Directions: Reproduce all of the material exactly as shown.

Excerpts of location labeling data:
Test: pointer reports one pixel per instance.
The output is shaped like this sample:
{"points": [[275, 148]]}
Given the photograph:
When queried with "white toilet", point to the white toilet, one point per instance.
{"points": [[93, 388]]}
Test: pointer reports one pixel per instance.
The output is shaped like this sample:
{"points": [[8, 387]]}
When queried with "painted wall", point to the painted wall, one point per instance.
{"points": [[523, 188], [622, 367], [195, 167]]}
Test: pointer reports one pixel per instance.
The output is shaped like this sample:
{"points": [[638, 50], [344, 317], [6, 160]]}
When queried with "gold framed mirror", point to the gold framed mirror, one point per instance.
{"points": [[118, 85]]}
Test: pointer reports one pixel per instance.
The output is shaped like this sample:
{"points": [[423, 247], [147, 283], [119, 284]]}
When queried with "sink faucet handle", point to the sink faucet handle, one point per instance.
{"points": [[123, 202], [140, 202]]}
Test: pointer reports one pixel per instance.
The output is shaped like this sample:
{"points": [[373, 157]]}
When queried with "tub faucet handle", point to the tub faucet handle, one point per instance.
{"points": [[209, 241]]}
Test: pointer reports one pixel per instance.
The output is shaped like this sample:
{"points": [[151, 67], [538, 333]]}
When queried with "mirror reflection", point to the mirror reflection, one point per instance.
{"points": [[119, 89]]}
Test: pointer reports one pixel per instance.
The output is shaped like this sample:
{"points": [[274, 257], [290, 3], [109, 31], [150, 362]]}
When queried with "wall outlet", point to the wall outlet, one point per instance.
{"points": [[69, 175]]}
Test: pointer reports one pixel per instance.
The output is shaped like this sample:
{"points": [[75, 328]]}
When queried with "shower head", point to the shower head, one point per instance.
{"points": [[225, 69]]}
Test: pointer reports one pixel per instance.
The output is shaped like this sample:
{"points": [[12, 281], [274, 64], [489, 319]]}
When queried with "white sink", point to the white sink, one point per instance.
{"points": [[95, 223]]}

Correct result:
Test: pointer reports one pixel per instance.
The output is shaped like this sample:
{"points": [[275, 148]]}
Given the photograph:
When queried with "white toilet", point to the white toilet, one point per instance.
{"points": [[93, 388]]}
Test: pointer reports one pixel per instance.
The output is shaped like this sample:
{"points": [[8, 387]]}
When queried with "painted wall", point to the painted wall, one point per instance.
{"points": [[523, 188], [622, 367], [195, 167]]}
Test: pointer reports one pixel per instance.
The output is shaped like this sample:
{"points": [[638, 50], [344, 317], [6, 160]]}
When queried with "gold framed mirror", point to the gold framed mirror, one point per instance.
{"points": [[118, 85]]}
Test: pointer reports one pixel per instance.
The output is shaped like this sample:
{"points": [[423, 247], [147, 283], [119, 284]]}
When queried with "sink faucet handle", point to the sink faucet handle, one point per instance.
{"points": [[123, 202], [140, 202]]}
Test: pointer reports one pixel per instance.
The output is shaped like this sample:
{"points": [[373, 157]]}
When queried with "tub faucet handle", point to the tub faucet handle, one point per instance.
{"points": [[209, 241]]}
Test: pointer reports one pixel per instance.
The output is shaped like this sample:
{"points": [[151, 67], [538, 333]]}
When queried with "mirror reflection", point to the mirror reflection, one point per instance.
{"points": [[119, 89]]}
Test: pointer reports one pixel per instance.
The output is shaped like this sample:
{"points": [[274, 257], [290, 3], [109, 31], [150, 362]]}
When queried with "wall outlet", point to the wall outlet, one point per instance.
{"points": [[69, 175]]}
Test: pointer reports one pixel per instance.
The output is shaped like this sample:
{"points": [[75, 328]]}
When queried with "shower head", point to the shower head, one point per instance.
{"points": [[225, 69]]}
Test: pointer reports one pixel per instance.
The output is shaped like this sample:
{"points": [[12, 281], [274, 64], [489, 319]]}
When queried with "white sink", point to the white sink, one point per instance.
{"points": [[95, 223]]}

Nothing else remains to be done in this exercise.